[Region pointing data]
= = = = = = =
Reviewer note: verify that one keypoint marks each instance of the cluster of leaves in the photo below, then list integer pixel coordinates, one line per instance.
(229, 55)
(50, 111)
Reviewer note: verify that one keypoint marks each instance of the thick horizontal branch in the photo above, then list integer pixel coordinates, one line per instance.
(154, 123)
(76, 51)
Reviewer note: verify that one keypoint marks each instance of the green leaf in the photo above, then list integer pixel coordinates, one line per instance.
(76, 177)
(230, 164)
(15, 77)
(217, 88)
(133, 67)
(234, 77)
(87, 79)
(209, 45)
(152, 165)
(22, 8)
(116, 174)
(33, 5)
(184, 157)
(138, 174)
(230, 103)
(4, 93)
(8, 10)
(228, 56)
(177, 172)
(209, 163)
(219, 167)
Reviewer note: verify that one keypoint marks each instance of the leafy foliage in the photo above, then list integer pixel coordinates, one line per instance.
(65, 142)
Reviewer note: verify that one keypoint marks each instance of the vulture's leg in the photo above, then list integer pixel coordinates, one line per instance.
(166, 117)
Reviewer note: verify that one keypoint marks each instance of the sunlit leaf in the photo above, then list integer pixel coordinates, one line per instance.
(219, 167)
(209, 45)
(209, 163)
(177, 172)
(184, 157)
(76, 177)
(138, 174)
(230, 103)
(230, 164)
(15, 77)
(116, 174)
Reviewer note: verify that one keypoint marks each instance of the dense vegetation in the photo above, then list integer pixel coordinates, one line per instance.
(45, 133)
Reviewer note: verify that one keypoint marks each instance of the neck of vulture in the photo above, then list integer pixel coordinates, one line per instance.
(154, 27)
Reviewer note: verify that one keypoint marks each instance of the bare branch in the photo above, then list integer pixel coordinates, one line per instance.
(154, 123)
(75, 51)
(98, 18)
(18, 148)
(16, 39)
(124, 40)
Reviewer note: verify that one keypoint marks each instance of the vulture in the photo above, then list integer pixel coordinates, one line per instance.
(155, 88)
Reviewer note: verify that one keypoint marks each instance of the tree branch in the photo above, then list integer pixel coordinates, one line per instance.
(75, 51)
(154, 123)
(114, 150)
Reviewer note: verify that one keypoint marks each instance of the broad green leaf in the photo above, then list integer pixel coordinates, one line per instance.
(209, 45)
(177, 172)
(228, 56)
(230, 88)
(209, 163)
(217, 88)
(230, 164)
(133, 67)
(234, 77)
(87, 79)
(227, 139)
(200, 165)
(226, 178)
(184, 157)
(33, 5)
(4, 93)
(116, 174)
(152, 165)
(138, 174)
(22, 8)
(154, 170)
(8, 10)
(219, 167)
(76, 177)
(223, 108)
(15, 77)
= = = = = = =
**THE PROBLEM**
Can you give every line above again, exactly as written?

**RESULT FOR THIS EXERCISE**
Reviewer note: verify that one keypoint marks each instance of the cluster of leaves in the photo below, then list integer pixel coordinates, one line per instance.
(229, 55)
(50, 111)
Reviewer note: verify that one keypoint marks each instance of the thick horizontal branch in the photo above, then list integer pixel coordinates, one line per instance.
(154, 123)
(76, 51)
Reviewer note: verify that one keypoint marks each instance of the green leaf in the photo above, then list integer pixel coordinates, one line per instance.
(76, 177)
(230, 164)
(15, 77)
(217, 88)
(133, 67)
(234, 77)
(87, 79)
(209, 45)
(152, 165)
(22, 8)
(116, 174)
(33, 5)
(184, 157)
(138, 174)
(230, 103)
(4, 93)
(8, 10)
(228, 56)
(177, 172)
(209, 163)
(219, 167)
Reviewer note: verify that one keypoint marks each instance of the leafy foliage in the photo above, then list integer pixel coordinates, one line per instance.
(65, 142)
Reviewer note: verify that one keypoint marks each instance of the vulture's leg in the photo above, then list integer pixel coordinates, one line per instance.
(166, 117)
Reviewer note: verify that one keypoint marks each instance of the sunlit leaf in the photo above, then list integer pixel coordinates, one line per instance.
(219, 167)
(209, 45)
(209, 163)
(177, 172)
(184, 157)
(76, 177)
(138, 174)
(230, 103)
(230, 164)
(15, 77)
(116, 174)
Reviewer note: verify that one keypoint marks each instance of the dense vegetation in the photo above, then list integer pixel coordinates, one line per instance.
(45, 133)
Reviewer note: verify that one keypoint marks each instance of the neck of vulture in the photo above, then list integer pixel coordinates, one line per instance.
(154, 27)
Reviewer note: verify that one keypoint marks each instance of the bare branch in the photo above, then list integer pixel coordinates, one line per instance.
(154, 123)
(75, 51)
(98, 18)
(18, 148)
(16, 39)
(124, 40)
Reviewer note: verify that one keypoint marks each instance of the vulture in the photo above, then list integer pixel coordinates, one line per instance.
(155, 88)
Reviewer note: verify that one keypoint marks each instance of the tree branch in the photo above, then list integer pixel coordinates, one line per instance.
(75, 51)
(154, 123)
(114, 150)
Reviewer note: verify that one keypoint marks each instance of the broad green leaf in the photo above, then list integer pixel coordinates, one line per instance.
(209, 45)
(177, 172)
(228, 56)
(230, 88)
(209, 163)
(217, 88)
(230, 164)
(133, 67)
(234, 77)
(87, 79)
(227, 139)
(200, 165)
(226, 178)
(184, 157)
(33, 5)
(4, 93)
(116, 174)
(152, 165)
(138, 174)
(22, 8)
(154, 170)
(8, 10)
(219, 167)
(76, 177)
(223, 108)
(15, 77)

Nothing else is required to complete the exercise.